- **Task to complete**: Rewrite everything in the listing from the line containing "point like [111,432]." down to the end, changing "thickest part" to "widest part" and keeping everything else the same. Leave the pictures out of your answer.

- **Entries supplied**:
(begin)

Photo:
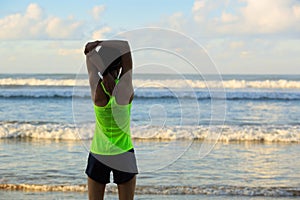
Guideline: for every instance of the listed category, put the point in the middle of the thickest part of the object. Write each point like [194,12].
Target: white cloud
[100,34]
[67,52]
[59,28]
[97,11]
[34,24]
[246,17]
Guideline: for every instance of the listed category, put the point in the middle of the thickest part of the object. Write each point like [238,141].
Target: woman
[112,94]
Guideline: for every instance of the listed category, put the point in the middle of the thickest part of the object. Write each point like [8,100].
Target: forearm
[93,78]
[110,50]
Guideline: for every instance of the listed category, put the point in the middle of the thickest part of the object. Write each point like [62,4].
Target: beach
[241,142]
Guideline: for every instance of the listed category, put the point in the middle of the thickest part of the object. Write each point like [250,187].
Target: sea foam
[226,133]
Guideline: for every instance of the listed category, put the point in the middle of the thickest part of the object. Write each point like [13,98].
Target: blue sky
[241,36]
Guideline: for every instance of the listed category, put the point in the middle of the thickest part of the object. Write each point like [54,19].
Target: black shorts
[100,172]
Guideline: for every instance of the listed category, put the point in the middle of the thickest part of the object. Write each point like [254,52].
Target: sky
[240,36]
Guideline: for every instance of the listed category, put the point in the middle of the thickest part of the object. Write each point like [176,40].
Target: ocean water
[194,138]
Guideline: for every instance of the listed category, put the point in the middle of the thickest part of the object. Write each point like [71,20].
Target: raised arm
[124,90]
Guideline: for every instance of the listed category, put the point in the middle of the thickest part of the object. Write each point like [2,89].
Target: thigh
[126,190]
[95,190]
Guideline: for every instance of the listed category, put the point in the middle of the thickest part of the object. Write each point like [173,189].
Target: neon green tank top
[112,129]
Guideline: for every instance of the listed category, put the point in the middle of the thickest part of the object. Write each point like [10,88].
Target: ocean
[195,137]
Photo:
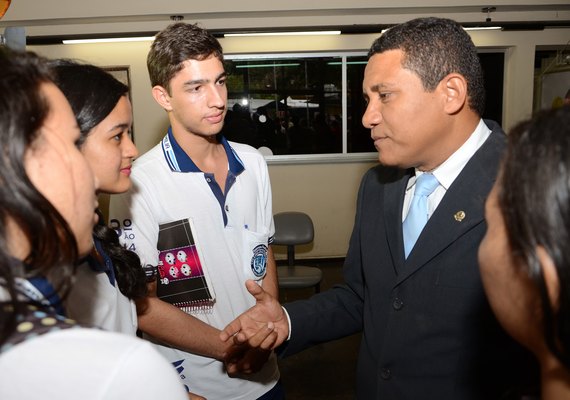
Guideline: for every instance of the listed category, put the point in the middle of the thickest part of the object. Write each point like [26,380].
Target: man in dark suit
[427,329]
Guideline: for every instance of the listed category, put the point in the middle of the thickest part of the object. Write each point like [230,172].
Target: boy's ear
[550,276]
[162,97]
[454,88]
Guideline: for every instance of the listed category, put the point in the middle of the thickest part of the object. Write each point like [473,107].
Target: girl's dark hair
[93,93]
[23,111]
[534,198]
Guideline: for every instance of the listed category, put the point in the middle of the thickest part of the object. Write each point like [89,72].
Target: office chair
[291,229]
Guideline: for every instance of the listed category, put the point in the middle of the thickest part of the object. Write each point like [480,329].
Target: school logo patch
[259,260]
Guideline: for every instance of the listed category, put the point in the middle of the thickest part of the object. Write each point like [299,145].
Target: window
[310,106]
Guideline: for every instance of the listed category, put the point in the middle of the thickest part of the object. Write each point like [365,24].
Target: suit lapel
[393,202]
[461,209]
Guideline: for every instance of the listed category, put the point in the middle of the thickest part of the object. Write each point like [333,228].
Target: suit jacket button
[397,304]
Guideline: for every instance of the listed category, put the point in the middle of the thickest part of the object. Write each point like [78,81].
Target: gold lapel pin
[459,216]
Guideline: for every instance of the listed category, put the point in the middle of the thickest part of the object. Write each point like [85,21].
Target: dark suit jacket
[427,329]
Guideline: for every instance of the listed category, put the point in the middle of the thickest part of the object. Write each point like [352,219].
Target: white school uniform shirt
[168,187]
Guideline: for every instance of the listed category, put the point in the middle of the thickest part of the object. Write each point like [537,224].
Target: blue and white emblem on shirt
[259,260]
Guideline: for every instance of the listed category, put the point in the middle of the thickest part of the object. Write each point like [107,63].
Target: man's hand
[252,326]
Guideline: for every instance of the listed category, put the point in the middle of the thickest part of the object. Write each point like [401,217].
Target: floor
[325,371]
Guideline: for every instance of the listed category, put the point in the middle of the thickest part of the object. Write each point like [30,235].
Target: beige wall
[327,191]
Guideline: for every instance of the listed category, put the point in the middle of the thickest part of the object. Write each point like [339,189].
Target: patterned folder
[182,277]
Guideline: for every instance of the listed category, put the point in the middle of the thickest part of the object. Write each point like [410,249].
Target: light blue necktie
[417,214]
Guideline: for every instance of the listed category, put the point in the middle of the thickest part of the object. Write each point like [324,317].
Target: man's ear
[162,97]
[454,88]
[550,276]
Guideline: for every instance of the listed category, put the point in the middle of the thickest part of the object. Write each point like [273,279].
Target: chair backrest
[293,228]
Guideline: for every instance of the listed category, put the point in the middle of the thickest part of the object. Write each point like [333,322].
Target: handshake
[254,334]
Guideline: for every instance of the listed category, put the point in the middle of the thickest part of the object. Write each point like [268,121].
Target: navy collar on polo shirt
[183,163]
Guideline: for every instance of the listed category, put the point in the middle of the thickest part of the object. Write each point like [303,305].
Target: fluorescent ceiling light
[483,28]
[348,62]
[109,40]
[268,65]
[308,33]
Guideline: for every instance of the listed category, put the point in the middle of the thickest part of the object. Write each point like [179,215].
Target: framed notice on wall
[122,74]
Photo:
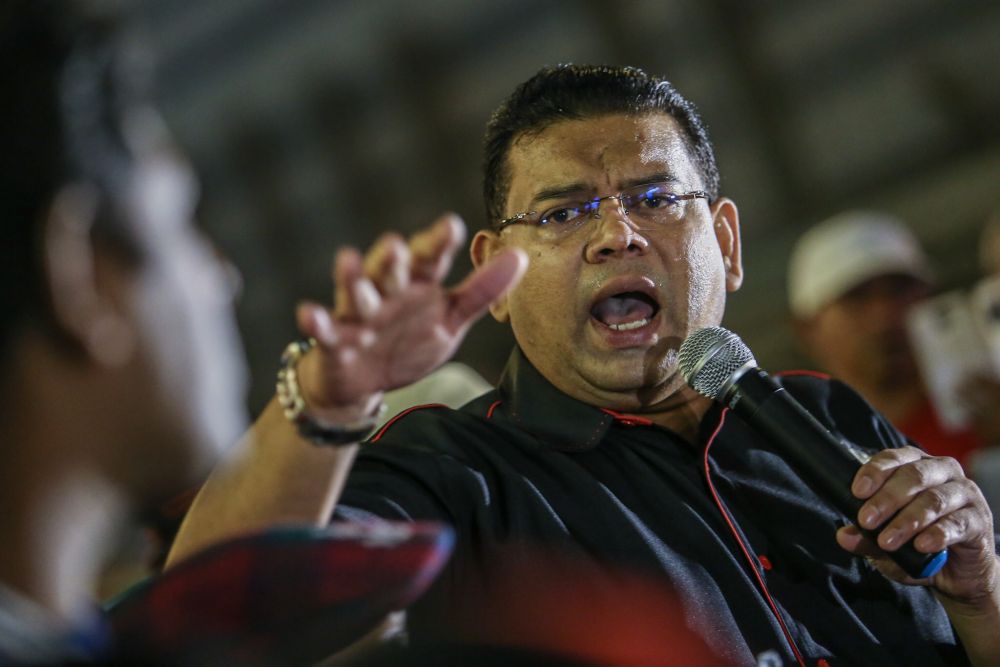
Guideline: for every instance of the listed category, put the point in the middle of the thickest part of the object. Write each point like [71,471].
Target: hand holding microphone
[719,365]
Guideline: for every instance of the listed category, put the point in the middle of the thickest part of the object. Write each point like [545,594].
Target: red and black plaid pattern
[289,596]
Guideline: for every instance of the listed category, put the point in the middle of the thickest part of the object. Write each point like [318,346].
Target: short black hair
[573,92]
[68,73]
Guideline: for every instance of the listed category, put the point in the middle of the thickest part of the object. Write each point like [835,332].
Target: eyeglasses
[651,203]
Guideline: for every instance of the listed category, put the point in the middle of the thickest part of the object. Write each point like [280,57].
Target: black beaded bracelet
[294,405]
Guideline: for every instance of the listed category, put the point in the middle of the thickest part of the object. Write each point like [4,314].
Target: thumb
[485,285]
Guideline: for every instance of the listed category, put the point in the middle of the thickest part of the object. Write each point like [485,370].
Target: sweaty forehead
[602,152]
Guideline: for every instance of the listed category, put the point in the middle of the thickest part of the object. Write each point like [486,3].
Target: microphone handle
[813,451]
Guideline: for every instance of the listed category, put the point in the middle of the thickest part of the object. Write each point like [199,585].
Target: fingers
[484,286]
[314,321]
[355,297]
[434,248]
[872,475]
[387,265]
[910,494]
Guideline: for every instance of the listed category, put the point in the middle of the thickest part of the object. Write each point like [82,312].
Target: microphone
[719,365]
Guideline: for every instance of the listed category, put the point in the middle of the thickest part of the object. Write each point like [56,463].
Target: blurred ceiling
[317,123]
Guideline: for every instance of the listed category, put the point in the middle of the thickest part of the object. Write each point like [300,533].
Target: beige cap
[841,253]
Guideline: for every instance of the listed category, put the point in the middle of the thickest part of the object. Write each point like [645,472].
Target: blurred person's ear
[86,286]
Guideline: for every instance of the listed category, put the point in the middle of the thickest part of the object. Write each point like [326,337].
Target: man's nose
[613,233]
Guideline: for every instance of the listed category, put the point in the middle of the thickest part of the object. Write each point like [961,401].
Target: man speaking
[592,446]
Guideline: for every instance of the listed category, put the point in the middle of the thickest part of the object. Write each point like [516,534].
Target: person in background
[851,282]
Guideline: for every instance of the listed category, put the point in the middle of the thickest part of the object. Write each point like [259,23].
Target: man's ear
[86,287]
[726,223]
[485,244]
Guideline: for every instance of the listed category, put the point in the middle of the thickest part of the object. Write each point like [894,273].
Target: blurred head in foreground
[122,373]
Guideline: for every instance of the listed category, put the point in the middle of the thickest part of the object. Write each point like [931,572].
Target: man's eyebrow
[558,191]
[662,177]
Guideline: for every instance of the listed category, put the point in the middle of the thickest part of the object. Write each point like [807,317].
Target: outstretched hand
[911,494]
[393,321]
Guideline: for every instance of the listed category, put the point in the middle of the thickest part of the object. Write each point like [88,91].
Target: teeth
[629,325]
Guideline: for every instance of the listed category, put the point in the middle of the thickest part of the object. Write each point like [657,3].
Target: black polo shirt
[748,546]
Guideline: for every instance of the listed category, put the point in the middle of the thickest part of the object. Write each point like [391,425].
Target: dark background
[316,123]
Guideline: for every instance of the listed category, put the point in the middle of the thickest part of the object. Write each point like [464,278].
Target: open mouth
[625,311]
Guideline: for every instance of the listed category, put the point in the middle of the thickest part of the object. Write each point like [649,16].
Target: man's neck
[55,539]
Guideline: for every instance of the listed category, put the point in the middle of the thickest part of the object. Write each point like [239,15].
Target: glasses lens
[655,203]
[563,217]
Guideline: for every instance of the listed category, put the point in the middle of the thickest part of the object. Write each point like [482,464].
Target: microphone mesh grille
[709,357]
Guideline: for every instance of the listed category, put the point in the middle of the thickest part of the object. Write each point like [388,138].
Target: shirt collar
[556,419]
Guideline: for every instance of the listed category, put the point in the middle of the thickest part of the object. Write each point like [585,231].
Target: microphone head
[709,358]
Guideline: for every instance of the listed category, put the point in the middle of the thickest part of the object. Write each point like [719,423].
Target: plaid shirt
[288,596]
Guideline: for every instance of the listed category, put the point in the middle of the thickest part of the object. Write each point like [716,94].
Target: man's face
[861,336]
[602,311]
[186,328]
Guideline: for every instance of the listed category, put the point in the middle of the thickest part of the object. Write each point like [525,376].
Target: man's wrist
[333,425]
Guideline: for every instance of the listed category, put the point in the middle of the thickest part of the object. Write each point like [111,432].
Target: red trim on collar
[755,565]
[385,426]
[817,374]
[628,420]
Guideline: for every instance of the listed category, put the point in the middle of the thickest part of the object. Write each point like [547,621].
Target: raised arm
[392,322]
[909,493]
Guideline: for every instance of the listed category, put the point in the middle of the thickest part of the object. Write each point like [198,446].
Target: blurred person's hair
[574,92]
[69,73]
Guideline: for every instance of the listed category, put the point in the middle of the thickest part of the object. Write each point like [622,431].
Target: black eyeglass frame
[593,206]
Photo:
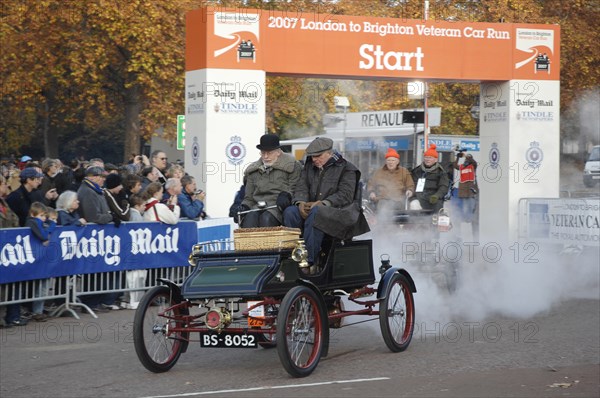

(end)

- **Output of the task**:
Guideline: for every instance of the listed category, put the point in the middle of the widest part of the object. Write each point like [111,432].
Target: red trim on collar
[755,565]
[385,426]
[817,374]
[628,420]
Guideline: for every instance of the listed category, put the point in the middle of the widest part of the object. Write each point like [547,621].
Target: raised arm
[392,322]
[909,493]
Guideline: for every instance of the listed category, put the point in the middle of the widest part of the object. Write each point like [198,446].
Target: blurred person's hair
[574,92]
[69,73]
Guideline: for every instance of the listed category, put the point in the middle of the widest part of the object. Write each point like [622,431].
Target: black eyeglass frame
[593,206]
Photo:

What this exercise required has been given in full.